_TASK INSTRUCTIONS_
Each entry below should be reproduced character for character.
## begin RECORDS TO PROCESS
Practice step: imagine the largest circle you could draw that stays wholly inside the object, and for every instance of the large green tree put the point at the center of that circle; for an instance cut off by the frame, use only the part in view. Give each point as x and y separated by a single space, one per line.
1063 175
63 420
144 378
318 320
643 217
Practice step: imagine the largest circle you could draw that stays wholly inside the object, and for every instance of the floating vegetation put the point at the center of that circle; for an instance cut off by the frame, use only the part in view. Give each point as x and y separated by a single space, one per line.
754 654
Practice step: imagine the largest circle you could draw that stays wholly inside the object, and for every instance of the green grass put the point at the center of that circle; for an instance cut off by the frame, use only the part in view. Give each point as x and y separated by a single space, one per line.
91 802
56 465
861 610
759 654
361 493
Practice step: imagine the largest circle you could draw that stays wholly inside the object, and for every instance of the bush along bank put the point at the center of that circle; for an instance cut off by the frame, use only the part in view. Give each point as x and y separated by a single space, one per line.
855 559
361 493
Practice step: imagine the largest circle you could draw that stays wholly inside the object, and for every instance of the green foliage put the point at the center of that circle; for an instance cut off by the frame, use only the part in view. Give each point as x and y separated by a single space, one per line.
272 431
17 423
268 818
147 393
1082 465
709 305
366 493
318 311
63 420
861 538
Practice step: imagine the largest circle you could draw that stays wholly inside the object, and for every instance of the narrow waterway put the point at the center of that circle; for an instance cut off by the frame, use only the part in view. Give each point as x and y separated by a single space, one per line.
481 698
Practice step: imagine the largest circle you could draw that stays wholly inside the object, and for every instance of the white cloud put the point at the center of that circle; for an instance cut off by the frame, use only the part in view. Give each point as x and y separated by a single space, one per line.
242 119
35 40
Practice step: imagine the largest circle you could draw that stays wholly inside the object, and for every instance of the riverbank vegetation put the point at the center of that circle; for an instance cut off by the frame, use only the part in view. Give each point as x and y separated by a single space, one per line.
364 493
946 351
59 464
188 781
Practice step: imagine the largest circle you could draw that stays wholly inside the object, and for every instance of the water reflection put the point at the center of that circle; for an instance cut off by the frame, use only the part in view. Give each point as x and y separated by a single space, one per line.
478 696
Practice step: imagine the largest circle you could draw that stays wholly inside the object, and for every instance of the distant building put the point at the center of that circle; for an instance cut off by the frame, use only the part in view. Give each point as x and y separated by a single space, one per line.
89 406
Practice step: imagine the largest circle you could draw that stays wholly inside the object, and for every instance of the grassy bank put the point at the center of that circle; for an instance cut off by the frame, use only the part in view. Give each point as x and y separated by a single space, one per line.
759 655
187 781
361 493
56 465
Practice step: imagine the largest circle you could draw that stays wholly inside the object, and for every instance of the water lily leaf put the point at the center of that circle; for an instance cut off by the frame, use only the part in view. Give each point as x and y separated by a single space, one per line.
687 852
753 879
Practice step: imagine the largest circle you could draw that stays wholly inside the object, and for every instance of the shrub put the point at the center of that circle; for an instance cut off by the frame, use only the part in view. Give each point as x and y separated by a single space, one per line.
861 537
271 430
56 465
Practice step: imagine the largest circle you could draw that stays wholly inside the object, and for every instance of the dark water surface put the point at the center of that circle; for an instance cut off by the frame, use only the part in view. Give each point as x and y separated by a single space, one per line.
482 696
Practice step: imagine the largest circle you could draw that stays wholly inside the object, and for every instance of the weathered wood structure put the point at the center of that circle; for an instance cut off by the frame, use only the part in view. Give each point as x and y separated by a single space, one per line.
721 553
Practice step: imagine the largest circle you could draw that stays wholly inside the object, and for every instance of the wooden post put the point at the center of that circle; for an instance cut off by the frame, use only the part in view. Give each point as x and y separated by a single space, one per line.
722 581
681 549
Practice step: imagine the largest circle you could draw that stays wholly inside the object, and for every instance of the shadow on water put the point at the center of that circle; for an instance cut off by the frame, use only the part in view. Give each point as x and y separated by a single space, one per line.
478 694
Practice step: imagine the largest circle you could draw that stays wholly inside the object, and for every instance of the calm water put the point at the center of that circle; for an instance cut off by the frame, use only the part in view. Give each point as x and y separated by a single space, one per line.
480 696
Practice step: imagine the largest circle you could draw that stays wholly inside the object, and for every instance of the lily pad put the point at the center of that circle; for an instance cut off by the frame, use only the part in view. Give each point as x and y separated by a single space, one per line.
## end RECORDS TO PROCESS
_THE ANSWER_
Practice step: imagine the largest circle you could draw that stays wholly inside the object, and for every instance of the large green tree put the point at the center of that circle; for an instance cut off by the frame, use only the part in view. Give each point as x and y separated by a single space, one per line.
1063 175
63 420
144 378
318 320
643 217
Practice step: imagine the largest circle you could draw that stays wholly inside the object, and for every instance of the floating vegetation put the point at the center of that circle; for an instance cut off by the frame, use only the part in view. Give each point as x and y separated by a single space, one per line.
754 654
Practice step: imagine the largest circle you could draw that stays wholly inside the object, and for every instance of the green grass put the point at the center of that circle; for an instance cut off by the frame, use only the part in view. Give each point as x and y separated by a single space, one per line.
91 802
56 465
861 610
759 654
361 493
Practice step: imagine the largest circle you could draw that stays wholly inside the object, and for every instance of the bush along bank put the point at the center of that circle; for an instance cut off by the frame, use only the part in view. Give each point as x and y separated by a single space, one per line.
855 559
361 493
Practice step: imagine the largest circle you could draw that stays wholly inside the object, and for every instance of the green foliage put the point at the center of that circle; for an instance cut off by the frame, use only the part in view. Give each point as x and y separated by a single space, one per line.
272 431
17 423
268 818
147 393
1082 465
709 305
366 493
318 311
63 420
861 538
Practice step: imagine the largest circle you could draw that stays wholly inside the object, and for every instance of the narrow waterway put the point at the center of that circle; for an instance cut off by the frame, use only the part in view. Give each point as x and y separated by a single space, one per line.
481 698
Practice step: imagine the largest circle you could draw that stays wholly inside the object, and for every instance of the white cloud put the point at the center of that circle; for an instance cut off by the frame, use only the part in view. Give each point as x and y separated by a single space, one per line.
242 119
35 40
Practice step: imagine the largest circle you could draw that stays wholly inside the object, and for every instance of the riverbank vegetation put the point at the center of that circle; for an instance cut off by the frame, use only the part in view. Give each point as x and y separated by a single space, one per line.
364 493
946 351
59 464
188 781
Practice step: imagine the largest circle you could draw that stays wholly inside the object, and for every instance of the water reflection put the point at the center of that circle; for an instance cut off by the frame, use only the part in view. Give each point as x and y separated by a single space, one per line.
478 696
Practice step: imagine the largest circle you could draw that stays wholly inside the object, and for every instance of the distant building put the point at the center of that circle; for an instance cut off by the frame, use only the part in view. Give each point as x and y separated by a single space, one per line.
89 406
Practice step: imagine the largest circle you could draw that stays wholly inside the object, and for every instance of the grassy bank put the point at the center of that circle; for an instance cut off by the frame, use only the part in view. Give each point as x and y separated by a single space, one per line.
759 655
187 781
361 493
56 465
Practice step: imagine the largest circle you could draw that stays wholly inside the object, and for every instance of the water lily leaf put the point at the center of that circle; for an instance cut off by the frame, use only the part in view. Give each point as x and y separated by a single space, one per line.
687 852
753 879
Practice step: imagine the largest circle you could draw that stays wholly inside the object, and for every instance of the shrub put the point at the center of that circle; for an instance cut off by the frame, use only the part in view. Give each point as x and y separated by a single space, one per line.
861 537
271 430
56 465
Practice step: imagine the largest circle you could draw that stays wholly inside the object, and for every instance of the dark water surface put the point at the center of that circle; for an instance cut off by the frame, use only the part in view. Give each point as x and y separated by a single space, one per line.
482 696
Practice step: imagine the largest circle you could draw that stays wholly inside the object, and for every instance of the weathered wood structure put the point at the center of that circle; for an instance cut off by the frame, use only the part in view. Give each point as x and y separated by a single space, one per line.
721 553
Practice step: imagine the largest circle you could draw that stays wholly inside the object, and for every instance of the wooden post put the point at the center of that circle; for an instance cut off by the frame, use only the part in view. Give each point as x and y separated by a single space, one per line.
722 581
681 549
Practice step: imagine the largest circle you could draw that stays wholly inside the object, and for every instance of the shadow on water put the point at the center of that circle; for an instance cut off by the frame, use only the part in view. Give each point as x and y separated by a single space, one per line.
478 694
Practice step: imagine the largest circle you could draw that stays wholly inside the object, and for every instance of the calm water put the point at the center of that circle; for an instance cut off by the frame, use only the part in view. Give each point as x and y separated by a single space, one per line.
480 696
Practice step: imagine the largest circle you could draw that stays wholly inside the object, and for every instance of the lily pad put the point at the center of that circle; for an instance cut off by the frame, use only the part in view. Give each point as x and y separated by a single space, one per line.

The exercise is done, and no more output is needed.